• _Written task_: Render everything from the start of the material down to the line containing "point(342, 222)" as a Markdown table with the columns Row and Entry, numbering each line and omitting blank lines.

• _Data records_:
-- BEGIN --
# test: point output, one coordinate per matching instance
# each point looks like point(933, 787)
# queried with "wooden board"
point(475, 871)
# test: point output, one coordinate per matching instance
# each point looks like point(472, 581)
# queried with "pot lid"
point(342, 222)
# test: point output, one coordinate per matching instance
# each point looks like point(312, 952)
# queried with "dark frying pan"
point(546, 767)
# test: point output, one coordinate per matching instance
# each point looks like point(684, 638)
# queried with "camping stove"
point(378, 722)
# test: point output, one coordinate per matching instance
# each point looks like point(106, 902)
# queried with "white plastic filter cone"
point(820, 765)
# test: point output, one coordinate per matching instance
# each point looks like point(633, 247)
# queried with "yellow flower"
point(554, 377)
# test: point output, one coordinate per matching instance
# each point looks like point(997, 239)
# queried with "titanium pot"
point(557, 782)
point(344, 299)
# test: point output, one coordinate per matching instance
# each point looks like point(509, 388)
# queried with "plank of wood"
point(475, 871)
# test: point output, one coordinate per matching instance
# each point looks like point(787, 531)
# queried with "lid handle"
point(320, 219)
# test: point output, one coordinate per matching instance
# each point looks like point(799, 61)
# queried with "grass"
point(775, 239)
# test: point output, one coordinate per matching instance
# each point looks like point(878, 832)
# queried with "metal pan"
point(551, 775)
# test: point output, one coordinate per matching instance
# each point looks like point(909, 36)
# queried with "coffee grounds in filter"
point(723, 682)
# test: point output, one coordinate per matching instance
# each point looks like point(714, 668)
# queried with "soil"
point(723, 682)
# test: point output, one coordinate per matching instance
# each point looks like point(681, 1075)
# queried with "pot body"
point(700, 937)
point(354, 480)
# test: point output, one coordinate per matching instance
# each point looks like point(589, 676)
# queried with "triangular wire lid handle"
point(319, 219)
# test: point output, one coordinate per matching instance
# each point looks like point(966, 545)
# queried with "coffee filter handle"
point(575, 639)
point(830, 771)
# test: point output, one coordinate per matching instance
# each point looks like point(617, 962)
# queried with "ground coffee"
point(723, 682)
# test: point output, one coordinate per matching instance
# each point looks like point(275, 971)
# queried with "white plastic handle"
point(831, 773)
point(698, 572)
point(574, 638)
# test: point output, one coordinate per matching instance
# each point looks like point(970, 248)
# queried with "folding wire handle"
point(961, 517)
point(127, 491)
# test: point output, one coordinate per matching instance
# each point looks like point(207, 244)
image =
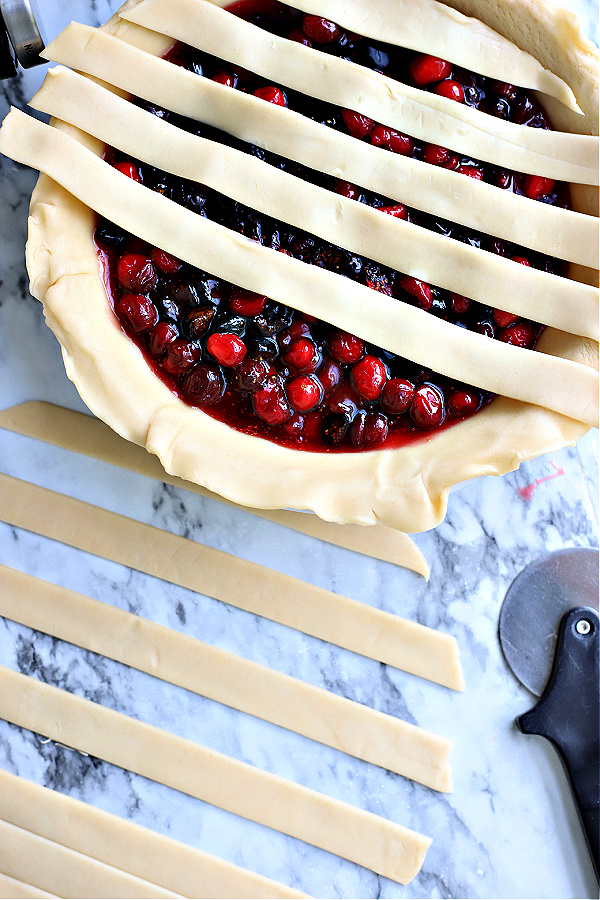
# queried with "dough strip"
point(434, 28)
point(558, 384)
point(347, 831)
point(127, 846)
point(28, 857)
point(422, 114)
point(493, 280)
point(86, 434)
point(318, 714)
point(330, 617)
point(430, 188)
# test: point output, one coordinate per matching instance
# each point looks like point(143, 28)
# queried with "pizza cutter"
point(550, 636)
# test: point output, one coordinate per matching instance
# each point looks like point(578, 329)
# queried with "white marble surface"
point(509, 829)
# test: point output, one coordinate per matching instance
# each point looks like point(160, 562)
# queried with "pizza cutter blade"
point(550, 636)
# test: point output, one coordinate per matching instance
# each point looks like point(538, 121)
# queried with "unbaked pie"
point(307, 260)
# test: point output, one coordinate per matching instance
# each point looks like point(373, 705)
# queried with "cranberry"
point(521, 334)
point(451, 89)
point(204, 385)
point(128, 169)
point(246, 303)
point(270, 403)
point(358, 125)
point(464, 402)
point(161, 336)
point(369, 430)
point(427, 69)
point(320, 30)
point(398, 211)
point(136, 273)
point(137, 312)
point(397, 395)
point(418, 289)
point(427, 409)
point(165, 262)
point(251, 374)
point(369, 376)
point(271, 95)
point(305, 393)
point(536, 186)
point(345, 347)
point(227, 349)
point(181, 357)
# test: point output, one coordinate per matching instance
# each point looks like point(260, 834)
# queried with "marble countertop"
point(509, 829)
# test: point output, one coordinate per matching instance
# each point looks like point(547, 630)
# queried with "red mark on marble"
point(526, 493)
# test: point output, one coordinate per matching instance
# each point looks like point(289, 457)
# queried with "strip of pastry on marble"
point(385, 847)
point(499, 282)
point(559, 384)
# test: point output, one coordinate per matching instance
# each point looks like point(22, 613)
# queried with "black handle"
point(568, 715)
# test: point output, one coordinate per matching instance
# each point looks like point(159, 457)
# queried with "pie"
point(338, 256)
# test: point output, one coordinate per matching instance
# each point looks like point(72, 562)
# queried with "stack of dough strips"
point(387, 848)
point(125, 57)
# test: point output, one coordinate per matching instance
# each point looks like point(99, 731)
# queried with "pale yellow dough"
point(125, 846)
point(347, 623)
point(354, 834)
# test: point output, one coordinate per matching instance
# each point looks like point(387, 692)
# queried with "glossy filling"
point(266, 369)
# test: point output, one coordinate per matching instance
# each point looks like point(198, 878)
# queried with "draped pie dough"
point(406, 488)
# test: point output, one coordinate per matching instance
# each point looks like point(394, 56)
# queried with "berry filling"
point(266, 369)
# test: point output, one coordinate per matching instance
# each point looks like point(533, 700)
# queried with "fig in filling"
point(264, 368)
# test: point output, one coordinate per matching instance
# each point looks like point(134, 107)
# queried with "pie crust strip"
point(52, 867)
point(86, 434)
point(494, 281)
point(425, 116)
point(73, 46)
point(13, 889)
point(224, 677)
point(430, 188)
point(127, 846)
point(330, 617)
point(556, 383)
point(384, 847)
point(434, 28)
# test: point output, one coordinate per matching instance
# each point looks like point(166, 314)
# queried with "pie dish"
point(243, 388)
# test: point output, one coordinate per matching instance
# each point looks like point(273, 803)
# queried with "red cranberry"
point(427, 69)
point(369, 376)
point(398, 211)
point(451, 89)
point(204, 385)
point(271, 95)
point(270, 404)
point(464, 402)
point(397, 395)
point(418, 289)
point(521, 334)
point(357, 124)
point(369, 430)
point(137, 312)
point(345, 347)
point(502, 319)
point(161, 336)
point(129, 170)
point(136, 273)
point(251, 374)
point(246, 303)
point(181, 357)
point(165, 262)
point(305, 393)
point(427, 409)
point(536, 186)
point(227, 349)
point(320, 30)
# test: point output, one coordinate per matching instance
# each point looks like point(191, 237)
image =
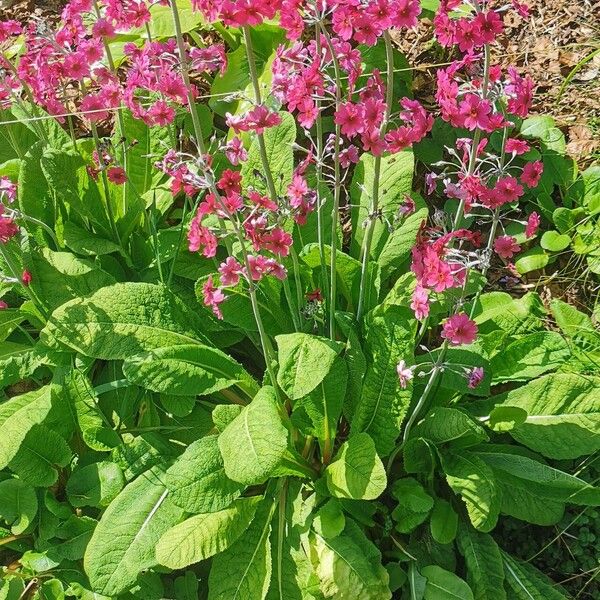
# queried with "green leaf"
point(39, 453)
point(444, 522)
point(530, 356)
point(197, 481)
point(18, 504)
point(329, 520)
point(390, 336)
point(123, 543)
point(414, 504)
point(121, 320)
point(254, 442)
point(76, 533)
point(449, 425)
point(471, 478)
point(545, 481)
point(505, 418)
point(304, 361)
point(554, 241)
point(537, 126)
point(563, 416)
point(482, 556)
point(97, 484)
point(18, 416)
point(356, 471)
point(280, 157)
point(244, 570)
point(187, 370)
point(531, 260)
point(61, 276)
point(349, 566)
point(394, 183)
point(324, 404)
point(398, 247)
point(514, 316)
point(85, 242)
point(443, 585)
point(150, 141)
point(527, 583)
point(95, 428)
point(205, 535)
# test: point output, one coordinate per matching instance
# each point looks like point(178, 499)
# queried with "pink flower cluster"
point(299, 82)
point(154, 82)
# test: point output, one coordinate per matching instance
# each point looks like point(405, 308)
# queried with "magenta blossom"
point(459, 329)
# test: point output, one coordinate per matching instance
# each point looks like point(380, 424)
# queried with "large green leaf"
point(525, 582)
point(304, 361)
point(97, 484)
point(197, 481)
point(390, 338)
point(205, 535)
point(280, 157)
point(123, 543)
point(398, 247)
point(356, 471)
point(323, 405)
point(545, 481)
point(449, 425)
point(471, 478)
point(563, 414)
point(482, 556)
point(253, 444)
point(58, 277)
point(18, 504)
point(349, 566)
point(244, 570)
point(443, 585)
point(187, 370)
point(121, 320)
point(96, 429)
point(18, 416)
point(530, 356)
point(41, 451)
point(395, 182)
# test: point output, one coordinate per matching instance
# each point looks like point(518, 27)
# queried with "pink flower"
point(532, 224)
point(117, 175)
point(213, 297)
point(475, 377)
point(26, 278)
point(459, 329)
point(103, 28)
point(475, 112)
point(230, 271)
point(516, 147)
point(8, 189)
point(532, 173)
point(405, 374)
point(8, 228)
point(350, 117)
point(420, 303)
point(506, 246)
point(235, 151)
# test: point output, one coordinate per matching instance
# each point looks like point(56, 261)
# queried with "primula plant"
point(245, 354)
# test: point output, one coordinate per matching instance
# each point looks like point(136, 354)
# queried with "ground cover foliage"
point(245, 351)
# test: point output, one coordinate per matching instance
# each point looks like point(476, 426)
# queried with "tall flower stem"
point(294, 307)
point(371, 217)
point(435, 373)
point(267, 348)
point(337, 184)
point(121, 121)
point(319, 169)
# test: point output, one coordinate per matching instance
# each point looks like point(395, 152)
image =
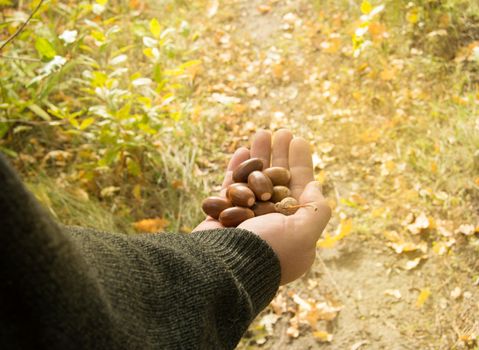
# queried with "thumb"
-- END --
• _Answer to the problem_:
| Row | Entry |
|---|---|
| 1 | # test: point output, one coordinate per matching instance |
| 2 | # each point looks like point(933, 787) |
| 3 | # queried with "wooden board" |
| 4 | point(475, 871) |
| 5 | # test: point output, one coordinate per matching instance |
| 6 | # each point looks like point(472, 581) |
| 7 | # queried with "pot lid" |
| 8 | point(342, 222) |